- **Exercise text**
+ + + + +

This morning the Zoning Committee will take up the next step in the Blackhawks’ andRush University Medical Center’s plans for the old Malcolm X College campus on the city’s Near West Side. The Chicago Blackhawks hockey team is looking to build a community ice rink and training facility at the site. Rush University wants to build a new medical campus. The University will take a majority of the 11 acre site to build a 1.4 million square foot “academic village” that’ll include three academic buildings and one dormitory for 300 students.
According to University President Peter Butler, who spoke before the Plan Commission in January, student enrollment has doubled over recent years and their current facilities and technology are nearly half a century old.
While both projects got full support from the Chicago Plan Commission last month, a handful of commissioners said they were concerned that the timetable for Rush’s plans–a six-year first phase and three-to-five years in between the subsequent three phases–is a bit long. Some weren’t thrilled that a provision in the planned development wouldn’t require Rush to go back for public review should they decide to amend their proposal later. Instead, the development team would have the ability to work out any changes through an internal review by the Department of Planning and Development.
Another application, from Clark 800, LLC, seeks to an amend an existing planned development to build a 230-unit residential building at a site directly north of Bush Temple, a Chicago Landmark. That item got Plan Commission approval in January as well.
Fulton Market Rezone
Sterling Bay’s application to rezone a section of Fulton Market where a partially completed office building currently stands will also be reviewed today. The project stalled after the dot-com bust in the late nineties, when developers were unable to finance the full project. The site and the adjacent 170-car parking garage to the north have been vacant ever since.
Calling the project a “catalyst” for the neighborhood at the December Plan Commission meeting, representatives from Sterling Bay sought a rezone to expand the existing skeleton, transforming it into an eight-story building with office and commercial space. The bottom five floors will conform with the height and design of the surrounding brick buildings, while the top three floors will have an extensive setback, with a glass and aluminum facade. The parking garage will be expanded to hold approximately 610 parking spaces to serve the entire Fulton Market community. At the December meeting, Ald. Walter Burnett (27) said the burgeoning Fulton Market is facing a parking shortage.

+ + + + +

Photo-based referring expression data:

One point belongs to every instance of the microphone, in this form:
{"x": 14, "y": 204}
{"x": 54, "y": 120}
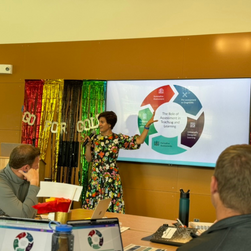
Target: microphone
{"x": 90, "y": 136}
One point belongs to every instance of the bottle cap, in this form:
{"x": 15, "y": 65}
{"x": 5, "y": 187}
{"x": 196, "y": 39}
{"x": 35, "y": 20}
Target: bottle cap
{"x": 63, "y": 228}
{"x": 184, "y": 195}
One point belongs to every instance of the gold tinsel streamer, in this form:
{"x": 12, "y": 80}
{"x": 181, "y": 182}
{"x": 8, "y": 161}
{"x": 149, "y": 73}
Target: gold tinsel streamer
{"x": 51, "y": 112}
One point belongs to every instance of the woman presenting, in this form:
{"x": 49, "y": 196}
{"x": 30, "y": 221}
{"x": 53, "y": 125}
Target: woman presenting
{"x": 103, "y": 150}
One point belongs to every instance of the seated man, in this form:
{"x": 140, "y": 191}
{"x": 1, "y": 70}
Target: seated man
{"x": 19, "y": 183}
{"x": 231, "y": 196}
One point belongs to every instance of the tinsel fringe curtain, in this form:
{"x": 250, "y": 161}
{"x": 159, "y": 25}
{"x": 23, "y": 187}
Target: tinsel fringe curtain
{"x": 56, "y": 106}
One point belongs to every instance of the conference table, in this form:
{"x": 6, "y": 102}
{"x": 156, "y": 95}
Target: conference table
{"x": 139, "y": 227}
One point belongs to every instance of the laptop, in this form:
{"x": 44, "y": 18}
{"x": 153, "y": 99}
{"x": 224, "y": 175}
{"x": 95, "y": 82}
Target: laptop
{"x": 24, "y": 234}
{"x": 101, "y": 209}
{"x": 102, "y": 234}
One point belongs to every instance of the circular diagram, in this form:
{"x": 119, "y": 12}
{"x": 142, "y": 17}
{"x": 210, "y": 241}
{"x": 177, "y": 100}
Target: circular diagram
{"x": 95, "y": 239}
{"x": 24, "y": 241}
{"x": 180, "y": 118}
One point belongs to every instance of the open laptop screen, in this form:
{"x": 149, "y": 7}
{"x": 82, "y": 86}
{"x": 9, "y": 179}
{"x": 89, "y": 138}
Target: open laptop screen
{"x": 101, "y": 234}
{"x": 24, "y": 234}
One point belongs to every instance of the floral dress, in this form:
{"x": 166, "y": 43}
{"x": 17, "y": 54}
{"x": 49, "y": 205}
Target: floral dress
{"x": 105, "y": 180}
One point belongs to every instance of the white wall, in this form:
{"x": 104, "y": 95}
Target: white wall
{"x": 24, "y": 21}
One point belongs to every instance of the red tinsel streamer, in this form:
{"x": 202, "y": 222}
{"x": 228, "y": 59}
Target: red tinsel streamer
{"x": 32, "y": 107}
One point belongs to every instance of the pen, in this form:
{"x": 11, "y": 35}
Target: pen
{"x": 180, "y": 223}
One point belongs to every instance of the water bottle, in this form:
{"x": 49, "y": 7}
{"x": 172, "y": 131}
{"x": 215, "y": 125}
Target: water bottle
{"x": 62, "y": 238}
{"x": 184, "y": 207}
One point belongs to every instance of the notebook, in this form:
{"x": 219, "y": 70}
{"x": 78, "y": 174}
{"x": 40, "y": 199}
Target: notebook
{"x": 101, "y": 234}
{"x": 24, "y": 234}
{"x": 101, "y": 208}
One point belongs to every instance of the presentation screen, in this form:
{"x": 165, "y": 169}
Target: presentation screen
{"x": 197, "y": 119}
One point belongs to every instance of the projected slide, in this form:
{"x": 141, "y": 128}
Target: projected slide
{"x": 197, "y": 119}
{"x": 179, "y": 129}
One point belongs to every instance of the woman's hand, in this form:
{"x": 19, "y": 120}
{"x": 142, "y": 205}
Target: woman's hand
{"x": 151, "y": 120}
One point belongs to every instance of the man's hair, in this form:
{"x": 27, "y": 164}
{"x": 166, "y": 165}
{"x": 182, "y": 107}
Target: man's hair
{"x": 110, "y": 116}
{"x": 23, "y": 155}
{"x": 233, "y": 173}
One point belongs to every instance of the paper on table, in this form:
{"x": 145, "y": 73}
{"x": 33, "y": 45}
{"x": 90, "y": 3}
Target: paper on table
{"x": 59, "y": 190}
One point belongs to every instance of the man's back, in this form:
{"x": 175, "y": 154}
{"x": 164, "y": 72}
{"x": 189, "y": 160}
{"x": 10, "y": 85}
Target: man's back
{"x": 230, "y": 234}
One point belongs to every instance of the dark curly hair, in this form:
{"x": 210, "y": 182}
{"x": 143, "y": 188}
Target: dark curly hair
{"x": 23, "y": 155}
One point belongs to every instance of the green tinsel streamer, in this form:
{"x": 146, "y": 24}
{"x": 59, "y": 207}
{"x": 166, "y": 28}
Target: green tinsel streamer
{"x": 93, "y": 103}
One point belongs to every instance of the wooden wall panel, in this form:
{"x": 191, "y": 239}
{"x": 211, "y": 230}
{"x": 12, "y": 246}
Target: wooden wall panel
{"x": 12, "y": 54}
{"x": 218, "y": 56}
{"x": 149, "y": 189}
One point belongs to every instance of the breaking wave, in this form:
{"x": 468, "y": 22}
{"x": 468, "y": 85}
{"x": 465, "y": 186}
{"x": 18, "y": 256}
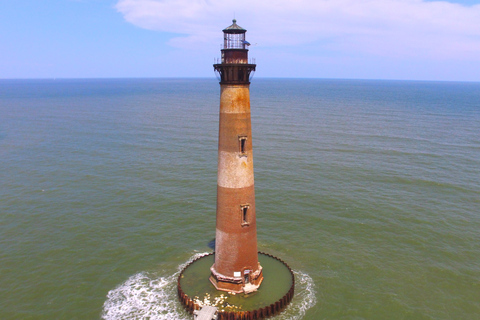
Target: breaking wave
{"x": 148, "y": 296}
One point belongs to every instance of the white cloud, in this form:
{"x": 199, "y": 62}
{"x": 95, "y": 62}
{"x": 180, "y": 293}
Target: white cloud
{"x": 394, "y": 28}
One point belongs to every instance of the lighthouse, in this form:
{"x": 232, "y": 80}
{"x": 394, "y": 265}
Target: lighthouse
{"x": 236, "y": 267}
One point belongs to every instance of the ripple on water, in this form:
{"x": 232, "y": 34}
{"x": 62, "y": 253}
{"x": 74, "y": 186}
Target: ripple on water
{"x": 148, "y": 296}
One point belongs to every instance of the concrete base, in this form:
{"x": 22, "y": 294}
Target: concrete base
{"x": 236, "y": 284}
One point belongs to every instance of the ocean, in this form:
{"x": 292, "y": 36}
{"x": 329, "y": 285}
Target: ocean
{"x": 369, "y": 190}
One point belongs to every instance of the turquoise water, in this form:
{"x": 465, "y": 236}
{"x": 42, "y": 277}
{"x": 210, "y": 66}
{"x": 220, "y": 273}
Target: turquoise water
{"x": 369, "y": 190}
{"x": 277, "y": 282}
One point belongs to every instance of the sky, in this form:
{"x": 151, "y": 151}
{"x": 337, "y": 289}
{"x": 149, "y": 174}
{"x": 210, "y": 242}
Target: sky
{"x": 348, "y": 39}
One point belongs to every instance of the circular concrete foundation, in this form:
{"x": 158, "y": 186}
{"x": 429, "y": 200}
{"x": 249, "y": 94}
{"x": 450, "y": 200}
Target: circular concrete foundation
{"x": 277, "y": 289}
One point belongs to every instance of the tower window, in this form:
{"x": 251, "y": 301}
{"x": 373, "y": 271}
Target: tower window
{"x": 242, "y": 141}
{"x": 245, "y": 208}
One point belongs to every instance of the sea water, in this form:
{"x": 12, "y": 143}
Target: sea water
{"x": 369, "y": 190}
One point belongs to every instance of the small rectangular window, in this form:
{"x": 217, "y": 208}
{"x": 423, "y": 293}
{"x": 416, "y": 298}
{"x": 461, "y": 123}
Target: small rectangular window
{"x": 242, "y": 140}
{"x": 244, "y": 209}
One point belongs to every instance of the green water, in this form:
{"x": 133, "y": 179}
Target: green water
{"x": 277, "y": 282}
{"x": 369, "y": 190}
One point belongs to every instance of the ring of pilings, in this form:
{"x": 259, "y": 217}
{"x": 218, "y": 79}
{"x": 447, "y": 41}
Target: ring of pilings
{"x": 261, "y": 313}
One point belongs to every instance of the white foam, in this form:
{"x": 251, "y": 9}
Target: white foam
{"x": 304, "y": 298}
{"x": 146, "y": 296}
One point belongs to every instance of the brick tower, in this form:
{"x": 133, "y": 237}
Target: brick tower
{"x": 236, "y": 268}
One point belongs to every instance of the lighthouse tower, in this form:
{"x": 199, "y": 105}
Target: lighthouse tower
{"x": 236, "y": 268}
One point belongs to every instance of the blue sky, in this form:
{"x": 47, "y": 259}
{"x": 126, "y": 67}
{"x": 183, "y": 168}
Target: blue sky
{"x": 360, "y": 39}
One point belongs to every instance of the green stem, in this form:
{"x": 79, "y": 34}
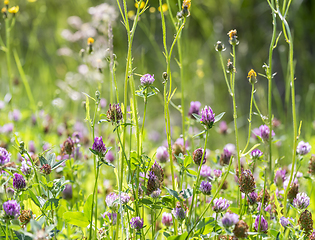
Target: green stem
{"x": 198, "y": 177}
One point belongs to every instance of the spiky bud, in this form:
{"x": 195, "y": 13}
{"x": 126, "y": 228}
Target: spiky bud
{"x": 247, "y": 182}
{"x": 306, "y": 222}
{"x": 241, "y": 229}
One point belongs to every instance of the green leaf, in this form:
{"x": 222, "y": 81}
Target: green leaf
{"x": 76, "y": 218}
{"x": 88, "y": 206}
{"x": 218, "y": 117}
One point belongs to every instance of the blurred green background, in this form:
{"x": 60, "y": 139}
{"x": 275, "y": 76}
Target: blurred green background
{"x": 51, "y": 61}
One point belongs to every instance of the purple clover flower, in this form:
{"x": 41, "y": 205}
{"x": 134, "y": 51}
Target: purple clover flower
{"x": 303, "y": 148}
{"x": 284, "y": 222}
{"x": 18, "y": 181}
{"x": 5, "y": 156}
{"x": 264, "y": 133}
{"x": 147, "y": 79}
{"x": 205, "y": 171}
{"x": 194, "y": 108}
{"x": 111, "y": 200}
{"x": 136, "y": 223}
{"x": 217, "y": 173}
{"x": 162, "y": 154}
{"x": 301, "y": 201}
{"x": 99, "y": 146}
{"x": 11, "y": 209}
{"x": 207, "y": 117}
{"x": 167, "y": 219}
{"x": 256, "y": 154}
{"x": 263, "y": 224}
{"x": 230, "y": 219}
{"x": 111, "y": 216}
{"x": 179, "y": 213}
{"x": 220, "y": 204}
{"x": 205, "y": 187}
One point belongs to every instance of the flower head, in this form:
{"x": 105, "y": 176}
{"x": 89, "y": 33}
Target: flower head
{"x": 136, "y": 223}
{"x": 11, "y": 209}
{"x": 167, "y": 219}
{"x": 162, "y": 154}
{"x": 303, "y": 148}
{"x": 301, "y": 201}
{"x": 147, "y": 79}
{"x": 263, "y": 224}
{"x": 18, "y": 181}
{"x": 5, "y": 156}
{"x": 194, "y": 108}
{"x": 99, "y": 146}
{"x": 197, "y": 156}
{"x": 205, "y": 187}
{"x": 207, "y": 117}
{"x": 229, "y": 219}
{"x": 220, "y": 204}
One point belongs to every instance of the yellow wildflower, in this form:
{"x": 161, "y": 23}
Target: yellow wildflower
{"x": 14, "y": 9}
{"x": 141, "y": 5}
{"x": 164, "y": 8}
{"x": 90, "y": 41}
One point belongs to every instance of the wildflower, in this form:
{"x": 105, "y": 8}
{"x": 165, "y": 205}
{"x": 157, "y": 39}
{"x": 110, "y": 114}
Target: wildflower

+ + + + +

- **Your assignment**
Copy out the entire Chicago zoning article above word for word.

- **Task answer**
This morning the Zoning Committee will take up the next step in the Blackhawks’ andRush University Medical Center’s plans for the old Malcolm X College campus on the city’s Near West Side. The Chicago Blackhawks hockey team is looking to build a community ice rink and training facility at the site. Rush University wants to build a new medical campus. The University will take a majority of the 11 acre site to build a 1.4 million square foot “academic village” that’ll include three academic buildings and one dormitory for 300 students.
According to University President Peter Butler, who spoke before the Plan Commission in January, student enrollment has doubled over recent years and their current facilities and technology are nearly half a century old.
While both projects got full support from the Chicago Plan Commission last month, a handful of commissioners said they were concerned that the timetable for Rush’s plans–a six-year first phase and three-to-five years in between the subsequent three phases–is a bit long. Some weren’t thrilled that a provision in the planned development wouldn’t require Rush to go back for public review should they decide to amend their proposal later. Instead, the development team would have the ability to work out any changes through an internal review by the Department of Planning and Development.
Another application, from Clark 800, LLC, seeks to an amend an existing planned development to build a 230-unit residential building at a site directly north of Bush Temple, a Chicago Landmark. That item got Plan Commission approval in January as well.
Fulton Market Rezone
Sterling Bay’s application to rezone a section of Fulton Market where a partially completed office building currently stands will also be reviewed today. The project stalled after the dot-com bust in the late nineties, when developers were unable to finance the full project. The site and the adjacent 170-car parking garage to the north have been vacant ever since.
Calling the project a “catalyst” for the neighborhood at the December Plan Commission meeting, representatives from Sterling Bay sought a rezone to expand the existing skeleton, transforming it into an eight-story building with office and commercial space. The bottom five floors will conform with the height and design of the surrounding brick buildings, while the top three floors will have an extensive setback, with a glass and aluminum facade. The parking garage will be expanded to hold approximately 610 parking spaces to serve the entire Fulton Market community. At the December meeting, Ald. Walter Burnett (27) said the burgeoning Fulton Market is facing a parking shortage.